Copy the following records verbatim, line for line.

Provided records:
┏━━

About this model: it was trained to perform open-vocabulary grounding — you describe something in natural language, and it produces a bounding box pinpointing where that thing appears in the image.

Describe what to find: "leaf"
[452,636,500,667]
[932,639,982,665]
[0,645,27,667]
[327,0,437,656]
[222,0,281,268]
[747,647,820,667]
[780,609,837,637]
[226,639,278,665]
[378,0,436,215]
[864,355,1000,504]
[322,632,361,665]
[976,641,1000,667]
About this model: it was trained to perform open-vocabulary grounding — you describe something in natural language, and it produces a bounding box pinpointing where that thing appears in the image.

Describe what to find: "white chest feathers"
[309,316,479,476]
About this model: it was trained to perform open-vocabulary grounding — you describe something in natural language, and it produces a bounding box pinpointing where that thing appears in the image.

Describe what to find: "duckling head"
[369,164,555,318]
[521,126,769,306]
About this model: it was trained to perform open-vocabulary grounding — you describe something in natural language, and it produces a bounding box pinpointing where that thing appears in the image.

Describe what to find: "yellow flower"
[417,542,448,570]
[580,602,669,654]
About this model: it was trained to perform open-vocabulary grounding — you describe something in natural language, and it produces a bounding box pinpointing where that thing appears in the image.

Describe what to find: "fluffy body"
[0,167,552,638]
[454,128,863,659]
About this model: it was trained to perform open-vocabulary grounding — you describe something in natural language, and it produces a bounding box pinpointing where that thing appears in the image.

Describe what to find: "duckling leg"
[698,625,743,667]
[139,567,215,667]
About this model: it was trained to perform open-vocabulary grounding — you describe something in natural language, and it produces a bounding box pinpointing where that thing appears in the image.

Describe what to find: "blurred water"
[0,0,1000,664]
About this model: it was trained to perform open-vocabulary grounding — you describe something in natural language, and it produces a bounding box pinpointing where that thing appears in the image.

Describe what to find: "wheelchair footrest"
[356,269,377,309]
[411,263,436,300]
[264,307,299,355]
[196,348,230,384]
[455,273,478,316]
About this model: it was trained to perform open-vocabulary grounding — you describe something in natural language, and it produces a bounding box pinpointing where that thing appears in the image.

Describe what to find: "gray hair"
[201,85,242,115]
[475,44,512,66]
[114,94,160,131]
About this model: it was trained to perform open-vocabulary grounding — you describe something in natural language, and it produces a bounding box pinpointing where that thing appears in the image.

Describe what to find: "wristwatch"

┗━━

Solution for this task:
About this model: it was trained to perform open-vocabulary grounding — you describe something in natural language, and it produces a bounding box pinpointing where that thing appears in the image.

Describe what to find: "leaf"
[452,636,500,667]
[932,639,982,665]
[0,645,27,667]
[327,0,437,656]
[222,0,281,268]
[747,647,820,667]
[780,609,837,637]
[226,639,278,665]
[378,0,436,215]
[864,355,1000,504]
[322,632,361,665]
[976,641,1000,667]
About this model: it was trained to perform open-vocabulary grounding — you describe something in natural language, and it produces a bounding box pinpointing where that thing appears in the image.

Describe what to find: "white chest feathers"
[309,316,479,476]
About this model: it was trained to perform open-vocabulary grounding — you describe something in natural language, and it produces a bounding box pinpointing where that thing appears in the image.

Describe what to find: "duckling head"
[369,164,555,318]
[521,126,769,306]
About this model: it was trained to perform open-vocabulary grounding — you describe something in natural language, and it produces a bounding box pinpointing where that thing appears in the image.

Describe what to find: "yellow flower"
[417,542,448,570]
[580,602,669,654]
About this model: it was trained to perform open-vocabulary grounding — you describe something in natural language, and it produces a bounding box pinpointing where that thing appears in the image.

Describe what to find: "fluffy body"
[0,167,552,638]
[454,128,863,659]
About this model: it was trained to perform open-vocabulary grounding — you describe something in natural language, and it produces a bounding box pinpointing where that thing appears in the image.

Describe what to find: "duckling leg"
[698,625,743,667]
[139,567,215,667]
About this model: it was trained to perform open-vocabulary grounding — you describe something in natural language, and it produces a bounding box pinpointing where that thing appears in the image.

Describe what to find: "blurred water"
[0,0,1000,664]
About this model: it was trained to perform open-vocabulary grounding — you describe something in natural language, and it produces a bounding box pinpointing where that thing appears in the image.

Describe what to find: "wheelchair footrest"
[356,269,377,309]
[411,263,436,300]
[264,307,299,355]
[196,348,230,384]
[455,273,478,316]
About this model: it was trained to perform open-vocabulary grounding — you describe something in natural language, and it produces a bounding box pinpointing where that thing appears in the image.

Describe what to find: "gray hair"
[201,85,242,115]
[475,44,512,66]
[114,94,160,131]
About this model: it was trained to perform open-vocabulary grounding — you describe something in natural language, and it produces a bounding box pinpointing where that thing appears in the image.

Describe what to find: "wristwatch"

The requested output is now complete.